Choice of a charitable planning technique is mostly driven by the type of client and asset involved. Therefore, in this issue of The Planner, we will focus on the types of clients who might benefit from charitable planning and for each the kinds of charitable planning that can work for them, and some pitfalls to avoid.
Charitable planning is most beneficial to those clients who already have some interest in charity or have other non-tax reasons for doing charitable planning.
Client Category: Young Professionals
These clients are usually still building their assets and may have some outstanding student loans and probably have mortgage debt. Their current estate planning goals are more likely to be centered on taking care of a surviving spouse and minor children, but they may still like to benefit their favorite charities (a college or church, for example) if they were to pass away unexpectedly. For these busy professionals, simple is usually best. Flexibility is also important because their estate plan will need to change several times over their lifetimes.
For these reasons, a simple bequest in a will or trust may be the solution. It’s not complicated, it’s revocable, and it can be drafted to take effect after the death of the second spouse.
Planning Tip: If there will be significant restrictions on the gift, the client should talk to their charity first and make sure the gift will be acceptable. For example, some charities have minimum requirements on gifts to be used for specific purposes.
Tax Issues
Assuming the beneficiary is a qualified domestic or foreign charity, the bequest should generate an estate tax charitable deduction. Note the difference with income tax deductions, which do not apply to gifts to foreign charities. Gifts to certain ESOPs and to fraternal benefit organizations (lodges) can qualify for the estate tax charitable deduction, but those to sororities and fraternities usually do not.
Client Category: Has a Large IRA or Retirement Plan Account Doctors, business executives and other clients may have large IRAS, sometimes with few other liquid assets. The problem is that, because of the combined effects of income and estate taxes, dying while owning a large IRA can create a large tax liability-with as much as 70% of the IRA going to taxes. For clients with large IRAs, especially those who are not married, charitable IRA planning is often very
Potential strategies include:
1) Naming a qualified charity as the beneficiary of all or part of the IRA. This is easily accomplished by naming the charity as a beneficiary on a beneficiary designation form obtained from the IRA administer. The designation should be revocable to preserve flexibility.
2) If it comes back, taking advantage of the Charitable IRA Rollover. The Charitable IRA Rollover opportunity ended on December 31, 2011. However, there is a chance that it might be extended retroactively through December 31, 2013. (Such an extension is part of the proposed Family and Business Tax Cut Certainty Act of 2012, which passed the Senate Finance Committee on August 2, 2012.) Stay tuned for post-election developments.
The Charitable IRA Rollover allowed up to $100,000 to be paid by the IRA administrator to a qualified charity if the IRA owner had attained age 70 1⁄2. Distributions counted toward the individual’s annual mandatory IRA withdrawal amount but were not included in the IRA owner’s taxable income.

* _Provided information_:

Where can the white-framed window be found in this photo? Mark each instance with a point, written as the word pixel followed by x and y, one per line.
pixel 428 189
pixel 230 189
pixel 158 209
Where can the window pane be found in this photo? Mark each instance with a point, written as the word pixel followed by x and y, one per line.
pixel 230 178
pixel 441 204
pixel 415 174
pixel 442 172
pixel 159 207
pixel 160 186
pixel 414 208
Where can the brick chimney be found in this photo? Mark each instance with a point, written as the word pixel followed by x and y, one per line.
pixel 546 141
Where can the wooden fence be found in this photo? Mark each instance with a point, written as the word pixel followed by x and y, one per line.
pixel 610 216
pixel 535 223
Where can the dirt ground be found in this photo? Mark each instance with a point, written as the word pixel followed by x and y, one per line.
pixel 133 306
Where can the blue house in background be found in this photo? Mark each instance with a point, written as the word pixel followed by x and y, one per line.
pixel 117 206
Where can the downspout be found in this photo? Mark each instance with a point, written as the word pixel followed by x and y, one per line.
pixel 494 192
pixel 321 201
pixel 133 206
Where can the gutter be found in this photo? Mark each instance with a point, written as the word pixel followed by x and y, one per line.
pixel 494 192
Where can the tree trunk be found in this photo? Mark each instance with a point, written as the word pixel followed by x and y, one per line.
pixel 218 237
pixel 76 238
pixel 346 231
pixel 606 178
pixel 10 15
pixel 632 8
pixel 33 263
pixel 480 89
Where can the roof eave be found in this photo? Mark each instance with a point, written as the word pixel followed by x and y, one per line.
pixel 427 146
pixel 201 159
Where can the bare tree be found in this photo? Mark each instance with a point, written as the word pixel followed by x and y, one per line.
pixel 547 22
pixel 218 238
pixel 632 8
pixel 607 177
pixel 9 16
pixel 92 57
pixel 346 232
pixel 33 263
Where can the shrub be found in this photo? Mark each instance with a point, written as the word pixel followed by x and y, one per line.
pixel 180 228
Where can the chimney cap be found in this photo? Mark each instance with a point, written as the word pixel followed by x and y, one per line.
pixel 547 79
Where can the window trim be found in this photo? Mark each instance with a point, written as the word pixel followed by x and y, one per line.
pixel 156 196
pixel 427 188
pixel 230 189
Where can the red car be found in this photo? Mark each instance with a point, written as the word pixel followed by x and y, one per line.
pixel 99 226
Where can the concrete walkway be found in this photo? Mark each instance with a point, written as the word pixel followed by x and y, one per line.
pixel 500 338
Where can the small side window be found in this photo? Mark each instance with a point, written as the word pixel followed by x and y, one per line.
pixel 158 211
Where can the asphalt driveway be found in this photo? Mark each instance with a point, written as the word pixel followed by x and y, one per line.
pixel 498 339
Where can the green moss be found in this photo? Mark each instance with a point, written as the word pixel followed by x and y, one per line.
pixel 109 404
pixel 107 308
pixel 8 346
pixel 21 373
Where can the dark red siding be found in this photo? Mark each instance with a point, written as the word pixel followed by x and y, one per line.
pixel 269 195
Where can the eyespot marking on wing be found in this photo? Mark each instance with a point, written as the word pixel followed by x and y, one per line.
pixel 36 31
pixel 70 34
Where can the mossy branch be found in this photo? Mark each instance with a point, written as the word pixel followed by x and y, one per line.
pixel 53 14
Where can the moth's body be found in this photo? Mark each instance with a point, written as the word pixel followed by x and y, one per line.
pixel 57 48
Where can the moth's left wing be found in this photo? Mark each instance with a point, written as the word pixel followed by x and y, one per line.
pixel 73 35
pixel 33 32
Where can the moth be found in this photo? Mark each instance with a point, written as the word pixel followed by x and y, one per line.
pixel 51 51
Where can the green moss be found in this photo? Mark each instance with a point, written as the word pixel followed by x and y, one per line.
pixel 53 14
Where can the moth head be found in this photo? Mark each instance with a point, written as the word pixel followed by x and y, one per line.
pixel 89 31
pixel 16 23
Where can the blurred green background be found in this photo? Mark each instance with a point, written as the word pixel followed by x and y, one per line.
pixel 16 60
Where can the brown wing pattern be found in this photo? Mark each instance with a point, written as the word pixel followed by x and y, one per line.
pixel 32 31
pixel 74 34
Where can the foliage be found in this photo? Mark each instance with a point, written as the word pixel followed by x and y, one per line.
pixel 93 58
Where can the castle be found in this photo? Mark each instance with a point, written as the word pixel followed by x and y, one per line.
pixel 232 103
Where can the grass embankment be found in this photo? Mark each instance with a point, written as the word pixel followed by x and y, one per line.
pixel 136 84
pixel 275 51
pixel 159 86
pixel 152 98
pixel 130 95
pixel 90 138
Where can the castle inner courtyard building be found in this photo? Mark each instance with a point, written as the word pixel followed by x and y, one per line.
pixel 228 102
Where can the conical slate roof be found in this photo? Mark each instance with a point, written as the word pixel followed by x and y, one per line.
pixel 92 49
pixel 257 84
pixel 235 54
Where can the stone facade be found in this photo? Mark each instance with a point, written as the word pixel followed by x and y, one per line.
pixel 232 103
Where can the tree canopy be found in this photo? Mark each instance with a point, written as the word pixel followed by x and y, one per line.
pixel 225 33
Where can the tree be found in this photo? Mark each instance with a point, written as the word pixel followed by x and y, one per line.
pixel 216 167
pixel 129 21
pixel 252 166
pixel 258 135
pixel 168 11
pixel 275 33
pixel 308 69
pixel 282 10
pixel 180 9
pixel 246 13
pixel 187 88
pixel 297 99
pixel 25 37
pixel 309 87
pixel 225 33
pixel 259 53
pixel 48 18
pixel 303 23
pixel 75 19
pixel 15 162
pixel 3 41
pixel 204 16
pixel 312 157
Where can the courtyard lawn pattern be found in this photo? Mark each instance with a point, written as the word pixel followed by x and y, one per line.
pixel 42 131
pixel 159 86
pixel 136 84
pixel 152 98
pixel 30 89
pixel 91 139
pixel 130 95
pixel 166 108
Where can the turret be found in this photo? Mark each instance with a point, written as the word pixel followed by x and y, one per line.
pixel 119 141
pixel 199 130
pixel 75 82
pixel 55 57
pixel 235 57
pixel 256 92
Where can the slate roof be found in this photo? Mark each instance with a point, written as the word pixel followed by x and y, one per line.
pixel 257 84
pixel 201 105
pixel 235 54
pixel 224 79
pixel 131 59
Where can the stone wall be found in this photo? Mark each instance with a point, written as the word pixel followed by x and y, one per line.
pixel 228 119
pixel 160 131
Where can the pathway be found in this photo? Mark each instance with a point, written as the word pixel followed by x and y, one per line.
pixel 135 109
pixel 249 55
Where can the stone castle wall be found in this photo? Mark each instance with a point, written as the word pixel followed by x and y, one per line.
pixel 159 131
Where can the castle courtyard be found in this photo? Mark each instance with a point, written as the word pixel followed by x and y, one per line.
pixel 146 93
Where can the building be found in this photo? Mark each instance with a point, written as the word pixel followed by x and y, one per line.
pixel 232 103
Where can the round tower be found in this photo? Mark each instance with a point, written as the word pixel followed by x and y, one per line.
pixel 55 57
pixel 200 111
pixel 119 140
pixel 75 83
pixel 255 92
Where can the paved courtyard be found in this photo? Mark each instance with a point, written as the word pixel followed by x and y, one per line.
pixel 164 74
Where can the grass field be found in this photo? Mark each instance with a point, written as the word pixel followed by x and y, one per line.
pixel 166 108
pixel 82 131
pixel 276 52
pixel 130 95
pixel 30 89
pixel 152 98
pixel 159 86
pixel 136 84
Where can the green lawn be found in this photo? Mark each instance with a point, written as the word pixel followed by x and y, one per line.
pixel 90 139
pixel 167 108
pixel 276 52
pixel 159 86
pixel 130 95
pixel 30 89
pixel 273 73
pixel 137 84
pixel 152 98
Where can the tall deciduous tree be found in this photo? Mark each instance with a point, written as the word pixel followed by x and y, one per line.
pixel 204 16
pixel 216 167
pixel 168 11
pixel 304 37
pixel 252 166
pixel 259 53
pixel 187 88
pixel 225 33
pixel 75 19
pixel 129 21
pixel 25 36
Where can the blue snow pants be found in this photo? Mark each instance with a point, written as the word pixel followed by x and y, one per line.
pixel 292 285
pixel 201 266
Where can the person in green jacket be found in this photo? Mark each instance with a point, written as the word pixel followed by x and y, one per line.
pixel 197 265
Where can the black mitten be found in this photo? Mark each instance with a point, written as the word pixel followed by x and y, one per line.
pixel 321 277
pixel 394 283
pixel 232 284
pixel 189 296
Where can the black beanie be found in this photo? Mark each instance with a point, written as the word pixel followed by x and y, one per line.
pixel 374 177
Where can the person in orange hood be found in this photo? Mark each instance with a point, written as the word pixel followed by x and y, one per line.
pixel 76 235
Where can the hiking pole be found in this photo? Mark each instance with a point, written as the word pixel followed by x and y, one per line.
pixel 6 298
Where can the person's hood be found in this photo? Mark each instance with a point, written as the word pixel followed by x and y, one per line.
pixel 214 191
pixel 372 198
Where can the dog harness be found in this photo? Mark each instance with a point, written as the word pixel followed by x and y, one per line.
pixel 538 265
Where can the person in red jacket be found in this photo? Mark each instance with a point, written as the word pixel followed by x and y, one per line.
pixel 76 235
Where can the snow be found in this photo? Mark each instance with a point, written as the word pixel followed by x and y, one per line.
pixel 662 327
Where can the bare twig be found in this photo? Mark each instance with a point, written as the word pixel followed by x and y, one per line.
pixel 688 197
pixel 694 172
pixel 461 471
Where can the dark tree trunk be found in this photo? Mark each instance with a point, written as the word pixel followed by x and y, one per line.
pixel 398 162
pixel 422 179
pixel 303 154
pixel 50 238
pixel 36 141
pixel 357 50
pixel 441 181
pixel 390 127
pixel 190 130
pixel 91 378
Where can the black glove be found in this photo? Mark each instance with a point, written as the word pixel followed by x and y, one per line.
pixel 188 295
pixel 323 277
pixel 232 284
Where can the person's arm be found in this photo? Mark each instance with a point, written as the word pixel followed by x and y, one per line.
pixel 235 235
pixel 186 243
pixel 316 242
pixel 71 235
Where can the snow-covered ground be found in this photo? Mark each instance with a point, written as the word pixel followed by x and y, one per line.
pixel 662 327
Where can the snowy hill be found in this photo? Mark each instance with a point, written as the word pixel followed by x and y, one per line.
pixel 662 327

* _Work to do_: In the charitable planning text, reproduce everything from "Client Category: Young" down to "over their lifetimes.". The lines above were taken from a separate source.

* _Answer to this problem_:
Client Category: Young Professionals
These clients are usually still building their assets and may have some outstanding student loans and probably have mortgage debt. Their current estate planning goals are more likely to be centered on taking care of a surviving spouse and minor children, but they may still like to benefit their favorite charities (a college or church, for example) if they were to pass away unexpectedly. For these busy professionals, simple is usually best. Flexibility is also important because their estate plan will need to change several times over their lifetimes.